**SELECTED PASSAGE:**
For those of us growing up in Western societies, there were some core beliefs that seemed unquestionable: if you studied and worked hard enough, you would find a decent job and be able to raise a family; economic growth would lead to less, not more social inequality; democracy would give citizens a meaningful say in the political process. The idea of progress held the promise of a future brighter than the past.

But those basic tenets have come under the microscope after failing to deliver for growing numbers of individuals who find themselves financially worse off than their parents, who have lost their jobs to technology or globalization, and who do not feel represented by their leaders. In Europe and North America, many citizens are feeling threatened and left behind by all the fast-paced changes of recent decades, and they are turning to populism for answers. 

Some experts see this as a sign that the unwritten rules that bind us together need an urgent update. In other words, the time has come for a new “social contract for the digital era” that will address the deep flaws in our current societies before the fracture becomes too great. 

“It could be argued that technological and social transformation has been so deep over the last decades that fundamental features of our social contract have become undone,” writes Manuel Muñiz, Provost at IE University and Dean of the IE School of Global and Public Affairs, in the book Work in the Age of Data.

In his analysis, Muñiz notes that this widespread disillusionment with the existing system is particularly evident in the rise of populist movements, which are questioning essential pillars of Western societies.

“Populists advocate for an agenda that upends decades-old consensus about the role of the state, the importance of diversity, the centrality of trade and open markets in our economy, and, in many ways, the value of democracy itself,” he writes. “This new political landscape is a warning call; one that tells us that there are profound ills within our societies and deep social fractures that need mending.”

**JOB A:** Make a numbered list of the records from the line with "In this picture, where can the lamp" through the end of the records, leaving out blank lines.

**RECORDS FOR THIS TASK:**
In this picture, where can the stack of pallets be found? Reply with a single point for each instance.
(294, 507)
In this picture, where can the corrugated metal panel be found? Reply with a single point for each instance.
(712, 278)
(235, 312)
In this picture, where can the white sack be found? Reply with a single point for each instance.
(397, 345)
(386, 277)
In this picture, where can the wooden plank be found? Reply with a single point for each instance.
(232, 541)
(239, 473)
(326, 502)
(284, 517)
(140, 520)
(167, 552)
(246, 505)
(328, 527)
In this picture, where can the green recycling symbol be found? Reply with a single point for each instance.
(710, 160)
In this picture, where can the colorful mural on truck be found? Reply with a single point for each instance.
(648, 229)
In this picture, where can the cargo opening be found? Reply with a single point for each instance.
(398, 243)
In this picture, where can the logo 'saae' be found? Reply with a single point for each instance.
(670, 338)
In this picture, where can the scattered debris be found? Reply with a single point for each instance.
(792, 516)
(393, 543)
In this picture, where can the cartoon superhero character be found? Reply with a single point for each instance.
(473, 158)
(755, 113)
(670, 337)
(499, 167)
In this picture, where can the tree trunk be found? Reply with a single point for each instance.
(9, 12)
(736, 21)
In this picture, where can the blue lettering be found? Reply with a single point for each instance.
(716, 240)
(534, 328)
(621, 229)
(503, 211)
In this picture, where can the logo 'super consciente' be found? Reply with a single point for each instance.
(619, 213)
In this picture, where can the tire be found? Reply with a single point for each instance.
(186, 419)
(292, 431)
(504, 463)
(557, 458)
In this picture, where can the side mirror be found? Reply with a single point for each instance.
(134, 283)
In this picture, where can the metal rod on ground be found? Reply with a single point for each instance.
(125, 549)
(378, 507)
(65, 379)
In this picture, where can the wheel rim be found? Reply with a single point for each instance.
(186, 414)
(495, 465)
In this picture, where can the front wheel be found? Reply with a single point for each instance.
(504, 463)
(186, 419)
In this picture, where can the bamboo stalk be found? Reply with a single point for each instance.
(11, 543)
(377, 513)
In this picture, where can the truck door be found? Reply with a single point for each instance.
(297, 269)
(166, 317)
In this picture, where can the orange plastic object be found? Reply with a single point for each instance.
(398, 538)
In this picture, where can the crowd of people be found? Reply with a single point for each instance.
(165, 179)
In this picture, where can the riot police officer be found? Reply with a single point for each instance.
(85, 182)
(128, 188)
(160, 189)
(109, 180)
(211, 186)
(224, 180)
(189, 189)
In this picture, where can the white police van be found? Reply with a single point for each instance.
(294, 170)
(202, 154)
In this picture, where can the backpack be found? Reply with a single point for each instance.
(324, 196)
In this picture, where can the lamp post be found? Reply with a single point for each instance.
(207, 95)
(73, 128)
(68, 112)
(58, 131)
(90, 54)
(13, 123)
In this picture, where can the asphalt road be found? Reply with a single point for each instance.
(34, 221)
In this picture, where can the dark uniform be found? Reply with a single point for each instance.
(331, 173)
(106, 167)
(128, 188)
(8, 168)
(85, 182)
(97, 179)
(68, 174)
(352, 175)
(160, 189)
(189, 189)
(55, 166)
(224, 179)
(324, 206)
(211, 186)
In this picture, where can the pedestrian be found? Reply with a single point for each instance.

**JOB B:**
Answer these about the passage on populism and the social contract:
(i) In which two regions are many citizens said to be feeling threatened and left behind?
(ii) What do some experts say the time has come for?
(iii) What two positions does Manuel Muñiz hold?

**RESPONSE A:**
1. In this picture, where can the lamp post be found? Reply with a single point for each instance.
2. (207, 95)
3. (73, 128)
4. (68, 112)
5. (58, 131)
6. (90, 54)
7. (13, 123)
8. In this picture, where can the asphalt road be found? Reply with a single point for each instance.
9. (34, 221)
10. In this picture, where can the dark uniform be found? Reply with a single point for each instance.
11. (331, 173)
12. (106, 167)
13. (128, 188)
14. (8, 168)
15. (85, 182)
16. (97, 179)
17. (68, 174)
18. (352, 175)
19. (160, 189)
20. (189, 189)
21. (55, 166)
22. (224, 179)
23. (324, 206)
24. (211, 186)
25. In this picture, where can the pedestrian be found? Reply with a single point for each instance.

**RESPONSE B:**
(i) Europe and North America.
(ii) A new "social contract for the digital era."
(iii) Provost at IE University and Dean of the IE School of Global and Public Affairs.